--- Document excerpt ---
Leigh Halfpenny warns Wales to beware of Mike Brown
Leigh Halfpenny has warned his Wales teammates that opposing fullback Mike Brown can hurt the Six Nations champions when they face England at Twickenham on Sunday.
Brown's defensive excellence and counter-attacking skills, which led to a try for Harlequins teammate Danny Care, were key factors in England's 13-10 win over Ireland last time out.
Fellow fullback Halfpenny - the player of last season's Six Nations tournament and subsequently the series when the British and Irish Lions triumphed in Australia - was impressed.
"He is a great player," Halfpenny said of Brown. "He has been playing very well for a good period of time now.
"He has got a good attacking game. He's quick, he's agile, he is a player that can create something and one that we are going to have to watch.
"If you kick loosely to him, he could hurt you, so that is not something we want to be doing."
Now bound for a big-money move to European champions Toulon, of France, at the end of this season, the 25-year-old Halfpenny had the kind of year in 2013 that is the stuff of fantasy for most players.
"I couldn't ever have dreamt of a year like it," he said. "I am trying to maintain those standards that I set myself.
"As a player, you are always putting pressure on yourself to be the best player you can be. Ultimately, you are trying to do a job for your team and for the team to be successful."
Wales will be looking for a third win in four Six Nations visits to Twickenham under coach Warren Gatland this weekend.
Two years ago, Halfpenny's last-ditch tackle on home wing David Strettle helped Wales secure a 19-12 win over England at Twickenham and with it the triple crown - the prize in English sights on Sunday.
"I have seen the tackle played back a couple of times," Halfpenny said.
"I just tried to get my whole body behind it to try to stop him because he was coming at such a pace. I managed to get my head caught in the middle and caught his knee.
--- Given information ---
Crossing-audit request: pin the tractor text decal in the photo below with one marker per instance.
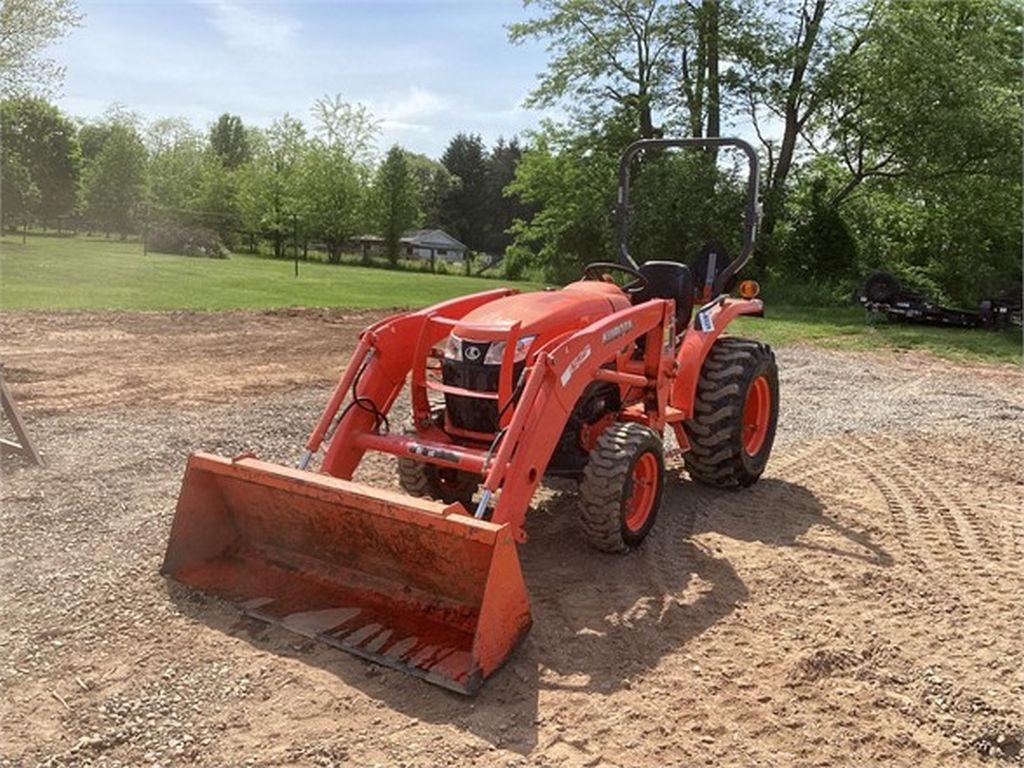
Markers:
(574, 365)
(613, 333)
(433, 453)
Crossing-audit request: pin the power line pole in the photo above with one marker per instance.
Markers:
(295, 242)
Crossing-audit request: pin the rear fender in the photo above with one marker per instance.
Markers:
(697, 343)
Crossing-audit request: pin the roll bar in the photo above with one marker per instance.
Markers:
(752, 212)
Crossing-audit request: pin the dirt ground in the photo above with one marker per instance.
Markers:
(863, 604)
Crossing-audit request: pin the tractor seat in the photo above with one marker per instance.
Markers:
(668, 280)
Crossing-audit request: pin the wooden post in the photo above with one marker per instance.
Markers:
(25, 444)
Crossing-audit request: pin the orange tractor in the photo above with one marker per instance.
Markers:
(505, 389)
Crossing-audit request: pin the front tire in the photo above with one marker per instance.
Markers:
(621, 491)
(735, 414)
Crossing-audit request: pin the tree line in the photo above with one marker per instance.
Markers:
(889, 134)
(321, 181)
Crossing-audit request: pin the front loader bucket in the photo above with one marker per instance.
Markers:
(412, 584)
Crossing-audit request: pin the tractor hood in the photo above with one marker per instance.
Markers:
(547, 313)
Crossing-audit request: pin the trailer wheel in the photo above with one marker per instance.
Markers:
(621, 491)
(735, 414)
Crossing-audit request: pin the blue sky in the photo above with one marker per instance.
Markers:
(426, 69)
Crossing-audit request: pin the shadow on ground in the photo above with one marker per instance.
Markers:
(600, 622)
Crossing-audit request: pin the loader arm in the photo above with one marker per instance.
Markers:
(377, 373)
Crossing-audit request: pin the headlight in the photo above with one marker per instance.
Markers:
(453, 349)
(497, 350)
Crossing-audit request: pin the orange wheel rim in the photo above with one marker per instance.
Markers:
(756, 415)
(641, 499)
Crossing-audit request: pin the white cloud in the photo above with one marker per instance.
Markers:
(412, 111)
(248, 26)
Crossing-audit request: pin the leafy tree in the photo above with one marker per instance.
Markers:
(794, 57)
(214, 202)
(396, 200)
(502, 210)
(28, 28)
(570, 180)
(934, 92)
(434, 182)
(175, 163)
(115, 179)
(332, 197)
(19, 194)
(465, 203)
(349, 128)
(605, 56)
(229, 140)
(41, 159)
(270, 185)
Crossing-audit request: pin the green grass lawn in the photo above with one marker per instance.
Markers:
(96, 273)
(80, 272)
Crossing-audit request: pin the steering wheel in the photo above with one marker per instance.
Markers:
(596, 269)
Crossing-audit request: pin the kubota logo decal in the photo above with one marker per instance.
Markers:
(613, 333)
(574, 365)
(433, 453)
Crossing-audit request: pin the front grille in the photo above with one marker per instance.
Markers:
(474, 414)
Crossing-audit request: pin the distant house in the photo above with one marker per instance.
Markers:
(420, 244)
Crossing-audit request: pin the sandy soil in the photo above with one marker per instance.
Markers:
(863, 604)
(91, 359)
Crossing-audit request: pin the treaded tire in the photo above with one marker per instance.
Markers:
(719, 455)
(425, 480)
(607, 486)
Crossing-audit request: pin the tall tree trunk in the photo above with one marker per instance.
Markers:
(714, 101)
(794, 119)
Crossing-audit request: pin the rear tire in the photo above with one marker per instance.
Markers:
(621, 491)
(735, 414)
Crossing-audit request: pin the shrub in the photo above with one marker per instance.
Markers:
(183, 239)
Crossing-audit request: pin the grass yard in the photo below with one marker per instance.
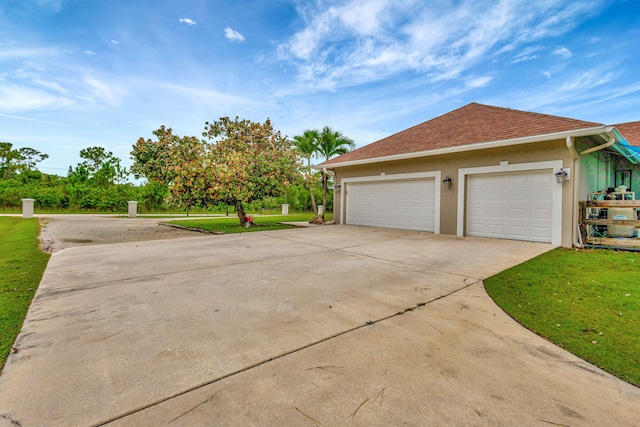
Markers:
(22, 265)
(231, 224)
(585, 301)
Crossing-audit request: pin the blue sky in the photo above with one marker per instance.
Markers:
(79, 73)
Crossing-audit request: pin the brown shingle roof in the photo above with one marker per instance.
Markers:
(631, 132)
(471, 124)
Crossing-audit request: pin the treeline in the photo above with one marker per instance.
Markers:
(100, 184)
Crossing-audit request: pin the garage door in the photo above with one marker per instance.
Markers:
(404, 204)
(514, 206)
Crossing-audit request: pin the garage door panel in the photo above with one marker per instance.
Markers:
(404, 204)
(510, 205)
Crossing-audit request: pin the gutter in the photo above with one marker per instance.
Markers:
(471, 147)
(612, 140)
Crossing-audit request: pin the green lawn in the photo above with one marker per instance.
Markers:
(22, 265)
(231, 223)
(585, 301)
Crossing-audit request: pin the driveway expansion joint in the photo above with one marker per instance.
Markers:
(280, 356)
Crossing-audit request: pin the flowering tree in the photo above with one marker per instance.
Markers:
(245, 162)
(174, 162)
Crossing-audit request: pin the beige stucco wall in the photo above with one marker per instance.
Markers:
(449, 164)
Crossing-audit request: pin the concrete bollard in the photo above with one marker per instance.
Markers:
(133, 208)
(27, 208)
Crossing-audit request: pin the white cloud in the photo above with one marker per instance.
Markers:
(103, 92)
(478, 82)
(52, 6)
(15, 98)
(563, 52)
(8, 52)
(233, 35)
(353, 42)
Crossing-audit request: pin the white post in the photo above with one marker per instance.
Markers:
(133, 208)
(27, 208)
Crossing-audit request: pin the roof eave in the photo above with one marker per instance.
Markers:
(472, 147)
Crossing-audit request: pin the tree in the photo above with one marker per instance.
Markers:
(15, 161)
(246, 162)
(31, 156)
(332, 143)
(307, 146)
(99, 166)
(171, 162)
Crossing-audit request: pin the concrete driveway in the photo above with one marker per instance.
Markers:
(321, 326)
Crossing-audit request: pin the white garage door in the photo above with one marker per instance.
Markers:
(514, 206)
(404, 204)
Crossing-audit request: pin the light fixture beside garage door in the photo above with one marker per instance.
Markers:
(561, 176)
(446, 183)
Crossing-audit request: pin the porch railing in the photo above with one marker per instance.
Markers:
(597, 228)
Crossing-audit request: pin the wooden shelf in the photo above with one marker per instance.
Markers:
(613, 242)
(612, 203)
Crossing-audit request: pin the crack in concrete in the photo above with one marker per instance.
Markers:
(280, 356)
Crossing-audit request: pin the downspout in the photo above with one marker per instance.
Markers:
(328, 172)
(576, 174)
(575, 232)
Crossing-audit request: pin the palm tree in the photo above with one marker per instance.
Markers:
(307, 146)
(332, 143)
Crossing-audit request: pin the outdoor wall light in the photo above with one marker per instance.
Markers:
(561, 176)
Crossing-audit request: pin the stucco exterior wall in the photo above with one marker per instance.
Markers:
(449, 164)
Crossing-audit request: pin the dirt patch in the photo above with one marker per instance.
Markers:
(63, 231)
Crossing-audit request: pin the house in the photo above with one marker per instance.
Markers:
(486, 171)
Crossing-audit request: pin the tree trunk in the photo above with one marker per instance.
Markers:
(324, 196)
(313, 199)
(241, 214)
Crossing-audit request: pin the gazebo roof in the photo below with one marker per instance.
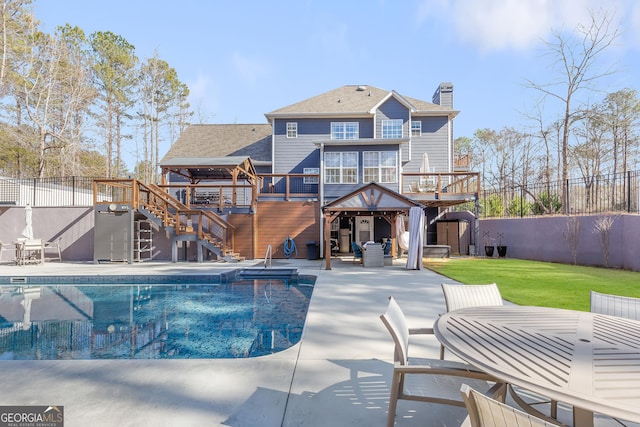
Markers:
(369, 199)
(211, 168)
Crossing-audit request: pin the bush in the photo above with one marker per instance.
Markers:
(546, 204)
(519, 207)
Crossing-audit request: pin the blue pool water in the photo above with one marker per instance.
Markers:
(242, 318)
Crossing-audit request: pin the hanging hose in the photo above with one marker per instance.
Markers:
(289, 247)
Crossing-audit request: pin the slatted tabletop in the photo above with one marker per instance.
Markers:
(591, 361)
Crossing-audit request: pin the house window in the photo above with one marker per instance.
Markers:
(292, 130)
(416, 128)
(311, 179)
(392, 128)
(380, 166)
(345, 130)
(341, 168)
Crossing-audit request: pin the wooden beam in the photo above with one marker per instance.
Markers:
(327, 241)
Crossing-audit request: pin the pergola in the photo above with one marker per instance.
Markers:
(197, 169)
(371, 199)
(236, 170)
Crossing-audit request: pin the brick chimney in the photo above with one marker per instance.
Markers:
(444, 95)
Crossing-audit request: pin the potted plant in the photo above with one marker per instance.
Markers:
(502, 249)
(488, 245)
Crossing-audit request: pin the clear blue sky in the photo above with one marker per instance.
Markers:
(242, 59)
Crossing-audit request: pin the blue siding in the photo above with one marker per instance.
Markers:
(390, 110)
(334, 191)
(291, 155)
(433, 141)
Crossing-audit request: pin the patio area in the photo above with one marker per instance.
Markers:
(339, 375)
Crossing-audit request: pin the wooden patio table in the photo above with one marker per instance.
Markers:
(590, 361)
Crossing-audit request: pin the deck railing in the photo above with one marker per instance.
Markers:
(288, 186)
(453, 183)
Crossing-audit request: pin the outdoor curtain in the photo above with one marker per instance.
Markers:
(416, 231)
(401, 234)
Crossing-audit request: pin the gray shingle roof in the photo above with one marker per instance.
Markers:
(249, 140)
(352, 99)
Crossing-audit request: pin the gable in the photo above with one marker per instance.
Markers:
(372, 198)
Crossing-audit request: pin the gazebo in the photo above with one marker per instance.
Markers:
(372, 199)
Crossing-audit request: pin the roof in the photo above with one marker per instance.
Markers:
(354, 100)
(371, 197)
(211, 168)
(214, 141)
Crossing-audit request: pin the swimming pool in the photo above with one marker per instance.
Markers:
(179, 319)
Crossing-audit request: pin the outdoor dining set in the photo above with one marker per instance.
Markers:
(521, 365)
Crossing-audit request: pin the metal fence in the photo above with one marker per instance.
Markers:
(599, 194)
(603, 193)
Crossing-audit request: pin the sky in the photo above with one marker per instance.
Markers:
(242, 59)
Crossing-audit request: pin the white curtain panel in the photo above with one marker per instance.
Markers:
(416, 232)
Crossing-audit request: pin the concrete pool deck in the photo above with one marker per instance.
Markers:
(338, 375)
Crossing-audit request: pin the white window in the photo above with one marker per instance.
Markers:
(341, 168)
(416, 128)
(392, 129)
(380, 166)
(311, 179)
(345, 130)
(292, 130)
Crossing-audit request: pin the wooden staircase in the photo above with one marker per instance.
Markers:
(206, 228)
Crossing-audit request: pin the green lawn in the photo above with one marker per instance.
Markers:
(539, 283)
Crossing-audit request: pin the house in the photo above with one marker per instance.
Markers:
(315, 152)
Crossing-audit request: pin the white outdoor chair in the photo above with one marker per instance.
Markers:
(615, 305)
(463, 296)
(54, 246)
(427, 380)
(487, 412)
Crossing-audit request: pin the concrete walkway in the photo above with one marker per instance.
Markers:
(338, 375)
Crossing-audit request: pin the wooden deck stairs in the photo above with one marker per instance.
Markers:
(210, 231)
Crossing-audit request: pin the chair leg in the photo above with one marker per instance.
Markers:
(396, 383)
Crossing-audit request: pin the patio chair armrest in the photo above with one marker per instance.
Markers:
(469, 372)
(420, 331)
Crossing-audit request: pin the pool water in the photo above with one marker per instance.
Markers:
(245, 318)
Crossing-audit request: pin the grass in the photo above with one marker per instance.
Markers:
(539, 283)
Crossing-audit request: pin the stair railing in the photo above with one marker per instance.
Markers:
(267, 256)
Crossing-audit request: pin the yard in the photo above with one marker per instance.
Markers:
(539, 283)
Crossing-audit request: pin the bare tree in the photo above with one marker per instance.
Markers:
---
- Things to do -
a: Copy the stretch of the Halfpenny article from "Wales will be" through "caught his knee." word for word.
b: Write the next part of the Halfpenny article, starting after its last sentence.
The rows play no part in what is asked here.

- Written responses -
a:
Wales will be looking for a third win in four Six Nations visits to Twickenham under coach Warren Gatland this weekend.
Two years ago, Halfpenny's last-ditch tackle on home wing David Strettle helped Wales secure a 19-12 win over England at Twickenham and with it the triple crown - the prize in English sights on Sunday.
"I have seen the tackle played back a couple of times," Halfpenny said.
"I just tried to get my whole body behind it to try to stop him because he was coming at such a pace. I managed to get my head caught in the middle and caught his knee.

b:
"I think it was fantastic work from Jon Davies and George North as well to hold him up and stop him scoring.
"I didn't really remember too much of the game when I walked off until I had a chance to watch it again.
"I had to go in for a medical assessment in the changing room, just as the guys were about to lift the triple crown, which I didn't realise."
Meanwhile, England coach Stuart Lancaster has said anything less than winning the Six Nations would count as a failure for his side.
Each of Lancaster's two previous championships have seen England finish runners-up to Wales. "I agree that we need to close the deal and win the tournament," Lancaster said. "It was the objective at the outset to try to win the tournament.
"We didn't quite achieve what we wanted against France [defeat in their opening match]. That put us on the back foot.
"From that point on we've used Wales as motivation, after they lost their first game against Ireland last year but went on to win the title.
"In order to win a championship you have got to win four straight after losing the first. No one has won a title on three wins.
"If we can get the win on Sunday, it's still within our capability," he added.